> **Data supplied**:

== == ==

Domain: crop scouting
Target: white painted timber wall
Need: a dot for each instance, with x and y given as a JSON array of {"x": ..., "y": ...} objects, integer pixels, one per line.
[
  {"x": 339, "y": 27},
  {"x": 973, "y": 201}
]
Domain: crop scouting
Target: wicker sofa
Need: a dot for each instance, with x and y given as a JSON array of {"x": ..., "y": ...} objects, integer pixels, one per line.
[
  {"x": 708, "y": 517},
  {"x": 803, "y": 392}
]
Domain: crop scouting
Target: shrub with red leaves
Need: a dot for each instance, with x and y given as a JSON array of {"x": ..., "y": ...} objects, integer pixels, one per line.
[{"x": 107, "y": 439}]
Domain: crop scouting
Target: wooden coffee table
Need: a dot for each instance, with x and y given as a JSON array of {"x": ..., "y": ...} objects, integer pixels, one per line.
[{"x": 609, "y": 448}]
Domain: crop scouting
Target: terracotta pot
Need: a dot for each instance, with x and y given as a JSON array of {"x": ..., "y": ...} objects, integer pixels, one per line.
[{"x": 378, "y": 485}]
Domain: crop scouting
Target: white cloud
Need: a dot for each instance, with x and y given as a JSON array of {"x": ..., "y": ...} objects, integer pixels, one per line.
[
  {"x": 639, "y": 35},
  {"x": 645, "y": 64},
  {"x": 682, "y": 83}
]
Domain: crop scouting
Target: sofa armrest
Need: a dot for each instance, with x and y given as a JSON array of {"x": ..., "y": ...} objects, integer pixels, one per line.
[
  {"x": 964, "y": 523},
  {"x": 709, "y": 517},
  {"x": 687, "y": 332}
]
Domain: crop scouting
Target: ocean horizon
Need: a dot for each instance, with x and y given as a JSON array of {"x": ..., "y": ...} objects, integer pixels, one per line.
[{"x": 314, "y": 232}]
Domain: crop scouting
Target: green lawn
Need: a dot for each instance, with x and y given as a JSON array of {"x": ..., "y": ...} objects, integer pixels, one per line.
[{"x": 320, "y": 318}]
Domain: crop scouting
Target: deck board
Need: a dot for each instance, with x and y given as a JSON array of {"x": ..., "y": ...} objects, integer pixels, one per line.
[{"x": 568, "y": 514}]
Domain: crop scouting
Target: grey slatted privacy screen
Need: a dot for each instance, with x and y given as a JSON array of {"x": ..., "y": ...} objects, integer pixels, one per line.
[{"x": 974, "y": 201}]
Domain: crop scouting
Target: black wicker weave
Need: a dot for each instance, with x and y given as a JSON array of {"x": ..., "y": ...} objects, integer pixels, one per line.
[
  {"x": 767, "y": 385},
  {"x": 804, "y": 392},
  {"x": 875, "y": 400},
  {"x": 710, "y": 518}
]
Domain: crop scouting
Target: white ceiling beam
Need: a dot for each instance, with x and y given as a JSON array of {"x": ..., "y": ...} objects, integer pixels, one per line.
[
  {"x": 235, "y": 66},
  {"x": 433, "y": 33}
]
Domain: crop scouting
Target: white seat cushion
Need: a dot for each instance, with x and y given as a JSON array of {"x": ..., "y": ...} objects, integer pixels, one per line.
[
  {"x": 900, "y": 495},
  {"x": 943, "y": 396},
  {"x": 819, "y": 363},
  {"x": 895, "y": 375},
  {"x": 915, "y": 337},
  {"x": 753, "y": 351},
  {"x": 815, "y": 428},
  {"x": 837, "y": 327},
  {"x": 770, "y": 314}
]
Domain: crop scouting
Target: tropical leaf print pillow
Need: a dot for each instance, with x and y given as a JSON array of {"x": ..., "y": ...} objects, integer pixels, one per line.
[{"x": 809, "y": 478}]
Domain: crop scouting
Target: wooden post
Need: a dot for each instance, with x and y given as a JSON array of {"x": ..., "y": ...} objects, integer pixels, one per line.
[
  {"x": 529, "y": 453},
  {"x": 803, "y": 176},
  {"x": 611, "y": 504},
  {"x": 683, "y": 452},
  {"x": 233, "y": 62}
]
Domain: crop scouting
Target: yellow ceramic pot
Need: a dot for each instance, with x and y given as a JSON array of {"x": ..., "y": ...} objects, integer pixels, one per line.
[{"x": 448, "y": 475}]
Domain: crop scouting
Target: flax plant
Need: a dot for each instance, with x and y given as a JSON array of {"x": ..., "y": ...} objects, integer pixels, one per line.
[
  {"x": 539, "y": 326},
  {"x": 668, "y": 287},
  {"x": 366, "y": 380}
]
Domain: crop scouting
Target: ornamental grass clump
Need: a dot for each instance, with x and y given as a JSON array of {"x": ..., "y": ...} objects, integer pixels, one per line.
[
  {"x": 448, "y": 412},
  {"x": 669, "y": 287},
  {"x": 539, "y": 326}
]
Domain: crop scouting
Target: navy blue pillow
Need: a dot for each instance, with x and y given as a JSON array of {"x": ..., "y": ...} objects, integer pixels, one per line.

== == ==

> **What you need to do**: Write out every line from the records above, word for word.

> **Finished exercise**:
Domain: crop scouting
Target: white painted timber wall
Need: a dot for each instance, with x and y given as a JSON array of {"x": ..., "y": ...} objects, integer pixels, one per line.
[
  {"x": 339, "y": 27},
  {"x": 973, "y": 201}
]
Domain: crop scouting
Target: wicker sofa
Need: a dot for each instance, with x and y given as a JSON array of {"x": ..., "y": ...} objects, integer pixels, one per line.
[
  {"x": 708, "y": 517},
  {"x": 803, "y": 392}
]
Domain: crop scouting
Target: shrub with red leaves
Need: a dot for each instance, with x and y given as a JSON array of {"x": ..., "y": ...} objects, integer pixels, one per line.
[{"x": 107, "y": 439}]
Domain: crop scouting
Target: wooden coffee table
Need: a dot for each instance, with x and y given as a JSON array of {"x": ..., "y": ...} objects, integer pixels, one per line.
[{"x": 609, "y": 448}]
Domain: crop scouting
Target: terracotta pot
Need: a dot for each instance, with x and y given as a JSON array of {"x": ..., "y": ...} objects, integer pixels, one per line.
[{"x": 378, "y": 485}]
Domain: crop scouting
Target: white cloud
Need: a dot for each instance, with x and y given as a JSON array of {"x": ..., "y": ...} objects, integer pixels, one per line.
[
  {"x": 639, "y": 35},
  {"x": 645, "y": 64},
  {"x": 682, "y": 83}
]
Domain: crop scouting
Target: sofa armrest
Need: a dot for each instance, with x and y given as a JSON array of {"x": ..., "y": ...} objects, integer pixels, one per line.
[
  {"x": 964, "y": 523},
  {"x": 709, "y": 517},
  {"x": 687, "y": 332}
]
Domain: crop scouting
Target: ocean horizon
Need: a dot for each instance, with x and y given as a JSON array of {"x": ..., "y": ...} objects, integer pixels, one per line.
[{"x": 314, "y": 232}]
Domain: crop scouting
Target: green lawn
Need: a dot for each instance, with x and y given as a JSON array of {"x": ..., "y": ...} objects, integer pixels, one per line.
[{"x": 320, "y": 318}]
Domain: crop scouting
Target: deck board
Need: a dot for each instance, with x and y given as a JSON array of {"x": ..., "y": ...} objects, integer pixels, one per line.
[{"x": 568, "y": 514}]
Domain: crop scouting
Target: grey slatted privacy screen
Need: a dot for each instance, with x and y given as a JSON array of {"x": ..., "y": ...} objects, integer pixels, one per line.
[{"x": 974, "y": 201}]
Domain: crop scouting
Target: black wicker weave
Need: a dot for each instance, with x and y given as a JSON array of {"x": ..., "y": ...} objects, integer pixels, one per line.
[
  {"x": 767, "y": 385},
  {"x": 804, "y": 392},
  {"x": 875, "y": 400},
  {"x": 710, "y": 518}
]
Domain: crop scouting
Target: white ceiling beam
Need: a dot for each instance, with x and y given as a JSON array of {"x": ..., "y": ...} objects, integer pixels, one per line.
[
  {"x": 235, "y": 66},
  {"x": 433, "y": 33}
]
Domain: crop scouting
Target: white seat cushion
Need: a dot for each instance, with x and y given as a JSON array of {"x": ..., "y": ...} objects, integer pixels, one per line.
[
  {"x": 900, "y": 495},
  {"x": 943, "y": 396},
  {"x": 819, "y": 363},
  {"x": 895, "y": 375},
  {"x": 915, "y": 337},
  {"x": 753, "y": 351},
  {"x": 815, "y": 428},
  {"x": 837, "y": 327},
  {"x": 770, "y": 314}
]
Domain: crop scouting
Target: tropical leaf print pillow
Need: a dot for each instance, with x and y given as a JSON array of {"x": ..., "y": ...} objects, integer pixels, one per line.
[{"x": 809, "y": 478}]
Domain: crop scouting
Target: wooden post
Need: a dot for each instance, with x and y given as a JSON array of {"x": ..., "y": ...} objects, integer pixels, one per line.
[
  {"x": 529, "y": 453},
  {"x": 803, "y": 176},
  {"x": 611, "y": 504},
  {"x": 683, "y": 452},
  {"x": 233, "y": 62}
]
Domain: crop scouting
Target: yellow ceramic pot
Need: a dot for each instance, with x and y given as a JSON array of {"x": ..., "y": ...} objects, integer pixels, one per line.
[{"x": 448, "y": 475}]
Domain: crop scouting
Target: flax plant
Need: a dot for each instance, with x and y given as a JSON array of {"x": ..., "y": ...} objects, integer pixels, one per line.
[
  {"x": 539, "y": 326},
  {"x": 668, "y": 287},
  {"x": 366, "y": 380}
]
Domain: crop scouting
Target: ornamental grass clump
Need: a dot for each instance, with x and y given as a JSON array of {"x": ..., "y": ...} objects, integer pixels, one per line.
[
  {"x": 448, "y": 412},
  {"x": 669, "y": 287},
  {"x": 539, "y": 326}
]
Domain: crop scouting
Target: navy blue pillow
Need: a dot for each instance, with x and y given as a JSON array of {"x": ..., "y": ...} objects, integer pixels, one per line.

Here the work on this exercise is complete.